Goal of the exercise:
All lines from the one with "Note to the class: indicate the eyelash" to the end need to be copied exactly, with nothing before them.

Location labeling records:
•••••

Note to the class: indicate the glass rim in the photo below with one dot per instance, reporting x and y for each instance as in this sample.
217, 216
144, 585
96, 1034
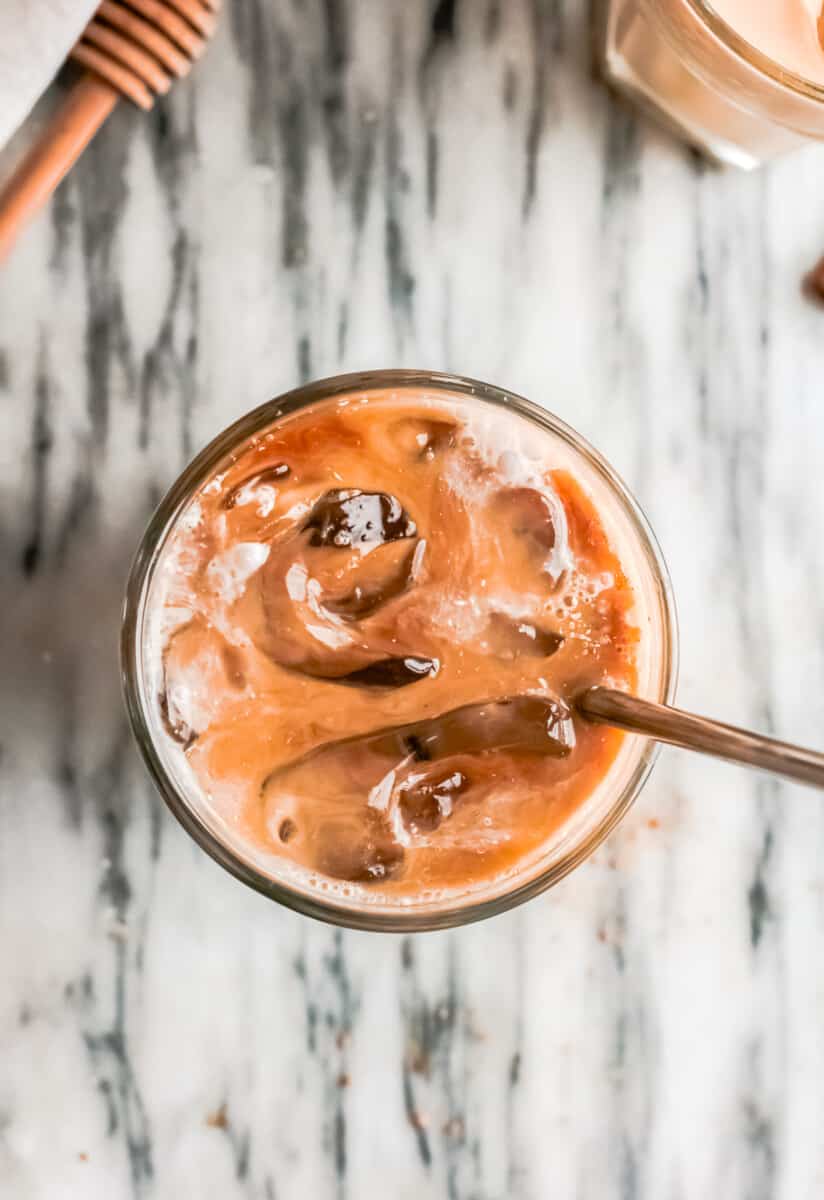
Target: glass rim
307, 901
751, 55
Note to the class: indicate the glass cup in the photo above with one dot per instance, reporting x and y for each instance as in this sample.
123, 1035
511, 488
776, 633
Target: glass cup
692, 70
588, 826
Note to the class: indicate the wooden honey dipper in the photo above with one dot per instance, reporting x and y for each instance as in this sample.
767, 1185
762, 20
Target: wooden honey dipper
130, 48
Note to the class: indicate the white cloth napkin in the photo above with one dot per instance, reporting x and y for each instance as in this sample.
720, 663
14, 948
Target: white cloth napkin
35, 39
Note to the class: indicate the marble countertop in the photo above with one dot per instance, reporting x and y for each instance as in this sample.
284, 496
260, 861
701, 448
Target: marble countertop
346, 185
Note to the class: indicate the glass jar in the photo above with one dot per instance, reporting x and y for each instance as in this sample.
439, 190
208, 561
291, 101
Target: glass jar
588, 826
686, 65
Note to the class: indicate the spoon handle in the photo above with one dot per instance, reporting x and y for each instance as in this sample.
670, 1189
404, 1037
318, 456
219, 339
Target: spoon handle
679, 729
71, 129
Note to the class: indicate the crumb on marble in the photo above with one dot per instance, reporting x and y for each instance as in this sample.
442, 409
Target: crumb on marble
813, 282
218, 1119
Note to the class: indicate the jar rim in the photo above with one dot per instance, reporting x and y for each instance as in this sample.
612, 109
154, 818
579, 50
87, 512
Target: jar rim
751, 55
310, 901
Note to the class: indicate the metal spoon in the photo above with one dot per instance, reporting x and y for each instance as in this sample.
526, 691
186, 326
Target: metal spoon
691, 732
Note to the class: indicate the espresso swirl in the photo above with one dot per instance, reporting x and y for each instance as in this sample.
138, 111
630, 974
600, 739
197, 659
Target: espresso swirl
370, 625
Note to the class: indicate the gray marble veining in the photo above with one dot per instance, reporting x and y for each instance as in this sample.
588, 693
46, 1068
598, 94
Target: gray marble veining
385, 183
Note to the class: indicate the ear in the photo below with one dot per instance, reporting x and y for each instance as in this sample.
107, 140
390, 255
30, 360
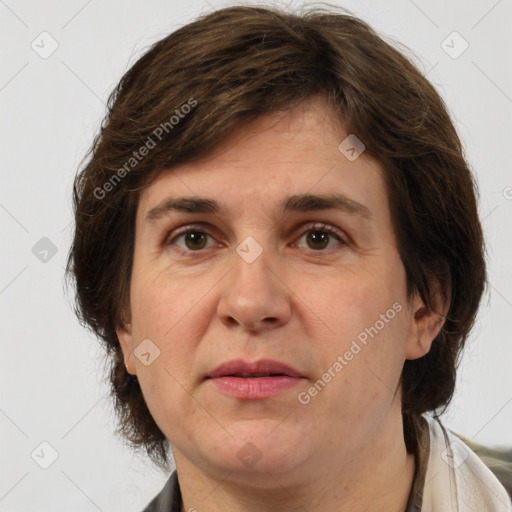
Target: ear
124, 334
426, 323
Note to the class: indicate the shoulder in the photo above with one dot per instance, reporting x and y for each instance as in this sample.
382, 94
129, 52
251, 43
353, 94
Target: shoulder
168, 499
456, 478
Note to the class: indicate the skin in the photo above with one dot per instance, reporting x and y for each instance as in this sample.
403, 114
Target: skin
295, 303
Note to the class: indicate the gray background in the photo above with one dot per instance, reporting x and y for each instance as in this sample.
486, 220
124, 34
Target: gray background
52, 378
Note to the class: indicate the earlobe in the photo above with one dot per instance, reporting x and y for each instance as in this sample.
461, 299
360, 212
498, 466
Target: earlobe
124, 334
426, 324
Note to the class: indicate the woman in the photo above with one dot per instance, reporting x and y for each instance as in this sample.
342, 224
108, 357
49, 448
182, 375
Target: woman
277, 239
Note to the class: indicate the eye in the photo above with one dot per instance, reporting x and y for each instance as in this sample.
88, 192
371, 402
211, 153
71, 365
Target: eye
321, 236
191, 239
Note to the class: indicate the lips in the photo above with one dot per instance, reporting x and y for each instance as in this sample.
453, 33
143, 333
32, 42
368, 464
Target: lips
257, 369
254, 381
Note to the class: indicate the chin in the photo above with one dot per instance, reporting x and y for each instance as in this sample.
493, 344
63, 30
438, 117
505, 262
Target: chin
260, 447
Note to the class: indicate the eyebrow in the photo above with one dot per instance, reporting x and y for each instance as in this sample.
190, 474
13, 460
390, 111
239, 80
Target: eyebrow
295, 203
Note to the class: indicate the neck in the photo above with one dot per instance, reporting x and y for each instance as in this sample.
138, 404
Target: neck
378, 476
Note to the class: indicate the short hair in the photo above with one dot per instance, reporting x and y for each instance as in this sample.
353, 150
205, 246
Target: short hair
192, 88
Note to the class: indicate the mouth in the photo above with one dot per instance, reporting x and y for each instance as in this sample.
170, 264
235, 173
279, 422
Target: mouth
254, 381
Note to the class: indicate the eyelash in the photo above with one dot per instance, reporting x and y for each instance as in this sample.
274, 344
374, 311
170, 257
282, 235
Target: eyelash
309, 227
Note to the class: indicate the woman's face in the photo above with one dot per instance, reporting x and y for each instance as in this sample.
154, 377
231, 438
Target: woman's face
274, 256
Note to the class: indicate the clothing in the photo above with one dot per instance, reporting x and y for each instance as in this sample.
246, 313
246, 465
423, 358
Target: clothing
449, 477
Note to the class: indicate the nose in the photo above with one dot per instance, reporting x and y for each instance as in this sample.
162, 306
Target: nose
254, 297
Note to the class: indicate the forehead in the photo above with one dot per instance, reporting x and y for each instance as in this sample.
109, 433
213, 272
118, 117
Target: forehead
278, 155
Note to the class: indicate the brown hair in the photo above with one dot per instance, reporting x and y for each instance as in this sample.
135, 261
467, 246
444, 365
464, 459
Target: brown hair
229, 67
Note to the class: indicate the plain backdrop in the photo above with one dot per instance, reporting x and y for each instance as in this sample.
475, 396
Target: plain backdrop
60, 60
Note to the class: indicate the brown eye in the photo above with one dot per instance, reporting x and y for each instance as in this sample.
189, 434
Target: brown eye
319, 236
195, 240
317, 239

•••••

Reply to the task:
Note to the class: indicate the eyelash in the photo above with one dot per instance, reporting x and y for each instance as in this sample.
274, 344
374, 311
170, 257
282, 235
Target: eyelash
309, 227
Note to the class: indicate the woman's face in the photo above with one dot per instance, reporting x and y for each instance as in this sample.
154, 377
231, 438
Target: woman's face
274, 256
Note to the class: indicate the clothing in the photo above with one dot per instance, reporting x and y for each instance as in this sample.
246, 313
246, 465
423, 358
Target: clothing
449, 477
Note to the class: indicate the nose in the photo above with one dot per instance, reporting x and y for each instance as in this sample.
162, 306
Target: nose
254, 297
Note to the class: indicate the forehead in the photo above with one dot per instance, reporting x and y for each instance as in this sample.
109, 433
213, 272
118, 117
Target: forehead
278, 155
Note to the class: indicate the brown hair in the photo above with one dot per instance, reporting x and y for each instance as in this sample.
135, 261
467, 246
444, 365
464, 459
Target: brown hair
229, 67
Note to the class: indicate the plain backdrop in the photo above with one dot per instance, reporting x and y for each instance as in this sample.
475, 396
Target: plain backdrop
60, 60
Note to the class: indicate the brown eye in the photo above with one dot per instance, reporting x and y for each instance as in this sample.
189, 434
Target: brown eye
319, 236
195, 240
317, 239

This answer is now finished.